§ **Document**
During the Scattered Pieces tie-in to the Batman R.I.P. storyline, a new Red Robin appears, at first only as a glimmering image following Robin (Tim Drake) and suspected to have stolen a briefcase of money from the Penguin.  Tim initially suspects Jason Todd of reprising his Red Robin persona. However, Jason claims innocence, supposing that someone may have stolen his suit when he discarded it earlier.  The new Red Robin breaks up a scuffle between Tim and Jason, and later is revealed to be Ulysses Armstrong.  He has come into possession of the Red Robin costume worn by Jason Todd, and uses it as part of a campaign of psychological warfare against Tim Drake. More formidable than ever, he is revealed to be holding Lonnie Machin, a former vigilante, hostage and to have commandeered the latter's identity as "Anarky". Where Machin's approach as Anarky had been to cause social change, Armstrong's approach bordered more on psychotic and meaningless acts of chaos and destruction. Armstrong later changes costumes when he reveals himself to be the new Anarky, and after being severely burned in an explosion, an embattled Tim Drake dons the less-revealing Red Robin costume to hide his wounds (he later returns to his standard uniform).

§ **Short task**
Continue the Red Robin passage from its last sentence.

§ **Data excerpts**
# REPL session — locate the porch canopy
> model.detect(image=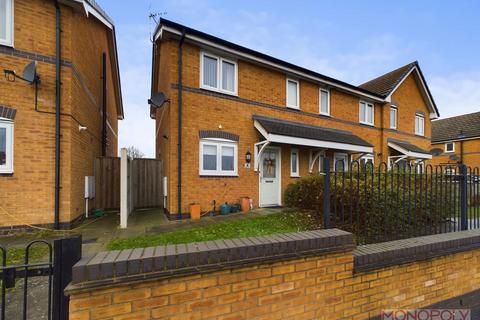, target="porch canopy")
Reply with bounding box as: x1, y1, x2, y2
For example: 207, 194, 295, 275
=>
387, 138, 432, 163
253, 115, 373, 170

--

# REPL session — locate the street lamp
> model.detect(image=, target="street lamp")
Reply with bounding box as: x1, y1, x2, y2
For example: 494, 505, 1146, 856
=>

§ **Exercise result**
Tim Drake

 
After Dick Grayson takes up the mantle of Batman, he gives the title of Robin to Damian Wayne, claiming that Robin is a student of Batman and that he sees Tim as an equal.  Tim begrudgingly accepts. Tim goes on to tell Spoiler that he will be leaving Gotham for an unspecified period of time. He is now the new Red Robin—an identity that is already tarnished and independent of the Bat-family—traveling the world searching for Bruce Wayne.  Meanwhile, while doing his search, Tim is being monitored by Ra's al Ghul, who appears not only interested in Tim himself, but also Tim's quest for Batman.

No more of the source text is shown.